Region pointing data
--------------------

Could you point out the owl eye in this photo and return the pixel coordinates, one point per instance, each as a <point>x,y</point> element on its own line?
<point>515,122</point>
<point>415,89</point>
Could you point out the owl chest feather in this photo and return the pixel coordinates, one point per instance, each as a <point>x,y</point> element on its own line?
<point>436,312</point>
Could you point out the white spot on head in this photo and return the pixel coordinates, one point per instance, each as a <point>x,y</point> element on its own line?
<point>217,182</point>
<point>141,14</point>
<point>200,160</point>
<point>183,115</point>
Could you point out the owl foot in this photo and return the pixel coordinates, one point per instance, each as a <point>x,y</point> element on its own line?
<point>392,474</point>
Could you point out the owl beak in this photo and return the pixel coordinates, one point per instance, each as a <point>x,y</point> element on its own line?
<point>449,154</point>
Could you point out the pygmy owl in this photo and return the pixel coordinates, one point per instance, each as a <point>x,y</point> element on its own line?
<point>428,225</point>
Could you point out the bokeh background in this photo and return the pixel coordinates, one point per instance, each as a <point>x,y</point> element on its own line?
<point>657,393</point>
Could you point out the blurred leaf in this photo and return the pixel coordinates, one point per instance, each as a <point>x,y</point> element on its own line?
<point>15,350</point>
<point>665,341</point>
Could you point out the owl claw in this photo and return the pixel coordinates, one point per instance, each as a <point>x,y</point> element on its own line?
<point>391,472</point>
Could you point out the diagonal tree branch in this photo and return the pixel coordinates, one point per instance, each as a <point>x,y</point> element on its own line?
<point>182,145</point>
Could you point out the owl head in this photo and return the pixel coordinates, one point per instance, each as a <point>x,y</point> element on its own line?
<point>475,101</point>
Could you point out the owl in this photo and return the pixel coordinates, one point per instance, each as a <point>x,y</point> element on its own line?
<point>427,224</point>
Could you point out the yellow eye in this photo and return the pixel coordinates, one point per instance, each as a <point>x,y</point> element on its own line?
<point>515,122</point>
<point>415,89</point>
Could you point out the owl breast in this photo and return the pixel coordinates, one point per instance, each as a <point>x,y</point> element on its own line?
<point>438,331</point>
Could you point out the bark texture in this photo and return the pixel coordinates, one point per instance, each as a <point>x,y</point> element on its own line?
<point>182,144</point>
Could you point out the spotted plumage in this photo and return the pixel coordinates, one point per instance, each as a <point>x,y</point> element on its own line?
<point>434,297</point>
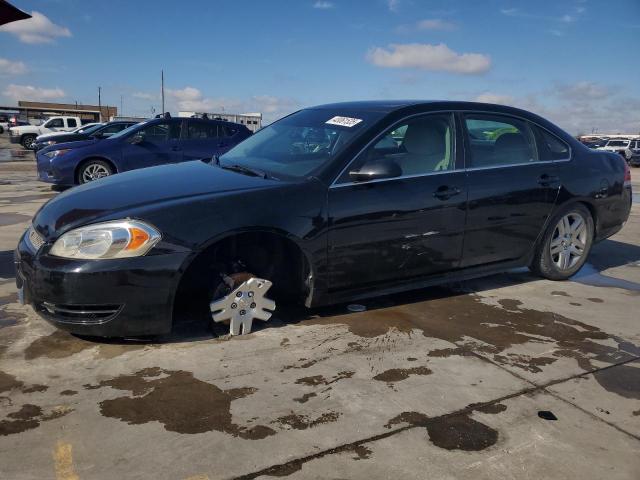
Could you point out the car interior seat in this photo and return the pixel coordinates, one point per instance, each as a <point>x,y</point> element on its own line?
<point>426,143</point>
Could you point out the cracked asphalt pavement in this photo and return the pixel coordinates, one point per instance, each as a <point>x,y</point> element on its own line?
<point>508,376</point>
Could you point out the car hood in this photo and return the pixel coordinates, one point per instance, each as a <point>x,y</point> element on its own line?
<point>129,194</point>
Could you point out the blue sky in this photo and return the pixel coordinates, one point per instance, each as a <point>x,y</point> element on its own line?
<point>574,61</point>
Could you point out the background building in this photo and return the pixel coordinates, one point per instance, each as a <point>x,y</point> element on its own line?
<point>27,110</point>
<point>253,121</point>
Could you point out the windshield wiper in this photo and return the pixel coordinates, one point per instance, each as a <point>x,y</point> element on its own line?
<point>247,170</point>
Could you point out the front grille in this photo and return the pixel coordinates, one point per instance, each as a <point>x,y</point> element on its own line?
<point>83,314</point>
<point>35,239</point>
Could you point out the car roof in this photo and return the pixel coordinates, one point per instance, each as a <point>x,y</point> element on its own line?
<point>389,106</point>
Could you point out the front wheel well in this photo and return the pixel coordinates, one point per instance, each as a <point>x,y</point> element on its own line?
<point>264,254</point>
<point>76,173</point>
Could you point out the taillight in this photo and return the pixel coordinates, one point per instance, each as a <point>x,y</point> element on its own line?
<point>627,175</point>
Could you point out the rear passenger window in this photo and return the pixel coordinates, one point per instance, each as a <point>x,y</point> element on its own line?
<point>202,131</point>
<point>496,141</point>
<point>419,146</point>
<point>550,147</point>
<point>161,132</point>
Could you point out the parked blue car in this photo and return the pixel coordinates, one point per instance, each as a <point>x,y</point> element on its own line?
<point>155,142</point>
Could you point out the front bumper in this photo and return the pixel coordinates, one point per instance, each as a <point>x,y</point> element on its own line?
<point>104,298</point>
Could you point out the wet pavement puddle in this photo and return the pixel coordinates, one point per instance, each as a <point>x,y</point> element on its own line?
<point>589,275</point>
<point>179,401</point>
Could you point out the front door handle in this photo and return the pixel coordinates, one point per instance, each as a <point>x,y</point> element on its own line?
<point>445,192</point>
<point>546,180</point>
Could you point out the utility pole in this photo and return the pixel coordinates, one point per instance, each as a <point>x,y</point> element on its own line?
<point>162,88</point>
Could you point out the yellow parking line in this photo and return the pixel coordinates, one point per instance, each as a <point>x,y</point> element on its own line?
<point>63,459</point>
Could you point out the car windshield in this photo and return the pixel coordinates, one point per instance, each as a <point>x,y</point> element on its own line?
<point>300,143</point>
<point>127,131</point>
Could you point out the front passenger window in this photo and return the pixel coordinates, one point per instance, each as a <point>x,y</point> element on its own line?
<point>496,141</point>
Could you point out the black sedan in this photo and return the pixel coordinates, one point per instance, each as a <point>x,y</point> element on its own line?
<point>95,132</point>
<point>330,204</point>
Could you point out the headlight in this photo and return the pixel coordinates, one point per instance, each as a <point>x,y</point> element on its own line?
<point>57,153</point>
<point>117,239</point>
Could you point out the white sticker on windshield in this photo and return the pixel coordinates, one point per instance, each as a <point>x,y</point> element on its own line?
<point>344,121</point>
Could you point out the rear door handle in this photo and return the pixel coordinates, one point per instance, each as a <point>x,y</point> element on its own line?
<point>547,180</point>
<point>445,192</point>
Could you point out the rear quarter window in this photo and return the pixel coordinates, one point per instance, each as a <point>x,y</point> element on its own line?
<point>550,147</point>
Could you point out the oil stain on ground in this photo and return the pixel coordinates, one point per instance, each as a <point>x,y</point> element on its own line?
<point>62,344</point>
<point>321,380</point>
<point>303,422</point>
<point>9,382</point>
<point>474,326</point>
<point>179,401</point>
<point>398,374</point>
<point>451,432</point>
<point>623,380</point>
<point>29,417</point>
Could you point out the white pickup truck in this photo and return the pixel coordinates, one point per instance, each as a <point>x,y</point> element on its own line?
<point>26,134</point>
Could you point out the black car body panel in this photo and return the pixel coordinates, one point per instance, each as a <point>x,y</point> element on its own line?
<point>359,239</point>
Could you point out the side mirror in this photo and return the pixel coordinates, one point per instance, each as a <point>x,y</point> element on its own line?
<point>376,170</point>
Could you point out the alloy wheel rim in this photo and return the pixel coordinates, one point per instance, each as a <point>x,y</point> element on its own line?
<point>569,241</point>
<point>94,172</point>
<point>244,304</point>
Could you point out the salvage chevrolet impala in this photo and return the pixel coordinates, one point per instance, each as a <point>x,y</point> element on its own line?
<point>330,204</point>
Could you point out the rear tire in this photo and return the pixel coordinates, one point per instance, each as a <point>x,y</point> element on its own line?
<point>93,170</point>
<point>28,141</point>
<point>565,244</point>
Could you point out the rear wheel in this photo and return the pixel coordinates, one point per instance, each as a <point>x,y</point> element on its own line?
<point>28,141</point>
<point>93,170</point>
<point>565,245</point>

--------------------

## Required action:
Restate the records above in full, word for word. Keep pictures out.

## Exercise response:
Could you point out the owl eye in this photo and return the pixel coordinates, one point per instance, each as a <point>x,y</point> element on its own line?
<point>515,122</point>
<point>415,89</point>
Could you point out the owl chest feather in this photo and return the pixel coordinates, one point per instance, each as a <point>x,y</point> element on its own line?
<point>436,312</point>
Could you point out the white spot on head in this photo and return the pixel coordinates, one point per instance, each as a <point>x,y</point> element on its own line?
<point>217,182</point>
<point>141,14</point>
<point>200,160</point>
<point>183,115</point>
Could you point out the owl foot in this photo and return the pixel coordinates, one point per instance, each as a <point>x,y</point> element on its own line?
<point>392,474</point>
Could you point out the owl beak in this photo and return the pixel coordinates, one point per instance, each as a <point>x,y</point> element on its own line?
<point>449,154</point>
Could you point out the pygmy owl in this photo and return the pixel coordinates, one point per instance, each as a <point>x,y</point> element on its own line?
<point>428,225</point>
Could you point out the bokeh background in this photo and return the pixel coordinates, one point per instance, each as a <point>x,y</point> element on its own line?
<point>657,393</point>
Could you point out the blurred leaf in this photo and return the pixel coordinates, one point per instance, each as a <point>x,y</point> element on its own line?
<point>15,350</point>
<point>665,341</point>
Could you point out the owl claw in this photo and return the pixel coordinates, one point per instance, each as a <point>x,y</point> element on its own line?
<point>391,472</point>
Could you point out the diagonal tree branch in this photo and return the pixel coordinates, one point per instance, each as a <point>x,y</point> element on its own line?
<point>182,145</point>
Could you point out the owl head in this photo and return the pixel coordinates, one point per instance, each as a <point>x,y</point> element on its own line?
<point>475,101</point>
Could you point out the owl in this photo and return the pixel coordinates, one point per instance, each as a <point>x,y</point> element on its own line?
<point>427,224</point>
Could you point out the yellow eye in this photo and return the pixel coordinates, one point per instance, each as a <point>x,y</point> element on its own line?
<point>515,122</point>
<point>415,89</point>
Could you point out the owl breast in this photo and return the pixel coordinates, one point per instance, each as a <point>x,y</point> element on its own line?
<point>438,331</point>
Could you point out the bark texture in this photo and return the pixel coordinates, one point per instance, each as a <point>x,y</point> element on its own line?
<point>182,144</point>
Could you point out the spotted plumage in this photo and return the pixel coordinates, one point per instance, each as a <point>x,y</point> element on its own line?
<point>434,297</point>
Could you point out the car interior seat in this photo and return the pixel coordinates, one point per instance, each as a <point>x,y</point> element on its own line?
<point>426,143</point>
Could you point out the cracked asphalt pavement in this photo and return the pixel coordinates, one point per instance, each as a <point>x,y</point> element on its own line?
<point>508,376</point>
Could you point out the car hood in this photo and return the pixel coordinates, one point per instance, each as a <point>x,y</point> element on its own line?
<point>129,194</point>
Could you point out the blue sky in this photo and return the pixel coordinates, one point per instance, each as a <point>x,y</point> element on its own line?
<point>574,61</point>
Could you point out the background building in this photo and return the pixel coordinates, one point per instance, each as a <point>x,y</point> element on its own line?
<point>27,110</point>
<point>253,121</point>
Could you point out the windshield wiper in this photo and return the pixel coordinates, one point per instance, each as a <point>x,y</point> element on its own line?
<point>247,170</point>
Could you point out the front grille in this photo and return the pixel coordinates, one point per instance, each as a <point>x,y</point> element on its own line?
<point>83,314</point>
<point>35,239</point>
Could you point out the car roof in this photo and return the pixel coordinates, one point per instance, each as a <point>x,y</point> element on its own line?
<point>389,106</point>
Could you point out the front wheel well in this photo and return the pixel coordinates, one point per instance, each as a <point>x,y</point> element on its own line?
<point>264,254</point>
<point>76,173</point>
Could you point out the taillight in this photo and return the pixel coordinates, one point per instance, each as a <point>x,y</point> element on its own line?
<point>627,175</point>
Could you point out the rear passenger window in this photo and return the pixel coordinates, one point per instance, each as a <point>x,y</point> element on its own line?
<point>202,131</point>
<point>496,141</point>
<point>419,146</point>
<point>550,147</point>
<point>161,132</point>
Could you point out the parked blue car in this photo and return the pixel coordinates, one point per instance, each as a <point>x,y</point> element on its own line?
<point>155,142</point>
Could you point out the front bumper in this photo and return the pixel coordinates, one point per instance, each as a <point>x,y</point> element on its own line?
<point>104,298</point>
Could you point out the wet pavement puddle in this photo and return the pixel coordinates, one point per instance, each as a <point>x,y</point> element on its own line?
<point>589,275</point>
<point>179,401</point>
Could you point out the front door handle in this photo and return the pixel coordinates, one point per instance, each as a <point>x,y</point> element on its own line?
<point>445,192</point>
<point>546,180</point>
Could you point out the utility pole in this photo and return the pixel coordinates, one point per instance, each as a <point>x,y</point> element on its own line?
<point>162,88</point>
Could you point out the yellow parking line in this photo and return the pixel coordinates, one point per instance, each as a <point>x,y</point> element on its own line?
<point>63,459</point>
Could you point out the car windshield in this photo and return the pixel coordinates, one point per instance, each as a <point>x,y</point> element on its own line?
<point>300,143</point>
<point>127,131</point>
Could you point out the front passenger window in this photo and return the pixel coordinates, one point per instance, each as a <point>x,y</point> element on its own line?
<point>496,141</point>
Could you point out the black sedan in this photo and return the pixel coordinates, one point per instance, each as a <point>x,y</point> element on its own line?
<point>95,132</point>
<point>330,204</point>
Could you point out the headlight in this photo and return the pixel coordinates, one point per instance, each as a <point>x,y</point> element on its own line?
<point>57,153</point>
<point>117,239</point>
Could you point out the white sticker on windshield in this photo and return the pixel coordinates, one point per instance, each as a <point>x,y</point> element on its own line?
<point>344,121</point>
Could you point out the rear door handle in this photo and return the pixel coordinates, one point per instance, each as a <point>x,y</point> element on its own line?
<point>547,180</point>
<point>445,192</point>
Could you point out the rear quarter window in this photo and return the pixel coordinates, one point per instance, each as a <point>x,y</point> element on its own line?
<point>550,147</point>
Could you point out the oil stain on ground in this photo and return the pixel coordinates, one point per instance, each as a <point>x,y</point> element on its own line?
<point>62,344</point>
<point>321,380</point>
<point>303,422</point>
<point>9,382</point>
<point>474,326</point>
<point>179,401</point>
<point>398,374</point>
<point>451,432</point>
<point>623,380</point>
<point>29,417</point>
Could you point out the white pickup truck in this photo and return the pixel coordinates, one point per instance, each as a <point>x,y</point> element on its own line?
<point>26,134</point>
Could you point out the black car body panel in this photo and return the pixel coordinates, one point per instance, each as a <point>x,y</point> element on its own line?
<point>359,239</point>
Could you point out the side mirror in this photo and return the pixel coordinates, one point per instance, each as a <point>x,y</point> element on its own line?
<point>376,170</point>
Could you point out the alloy wheel rim in this photo and return the pixel coordinates, one point per instance, each as a <point>x,y</point> element on its own line?
<point>569,241</point>
<point>94,172</point>
<point>244,304</point>
Could you point out the salvage chevrolet impala in this photo and return the pixel coordinates, one point per instance, each as a <point>x,y</point> element on its own line?
<point>330,204</point>
Could you point out the rear tire in this photo and return the pixel coordinates, one point per instance, each as a <point>x,y</point> element on its own line?
<point>93,170</point>
<point>28,141</point>
<point>565,244</point>
Could you point out the rear wheel in this photo and return the pixel coordinates, one point per instance, each as a <point>x,y</point> element on its own line?
<point>28,141</point>
<point>93,170</point>
<point>565,245</point>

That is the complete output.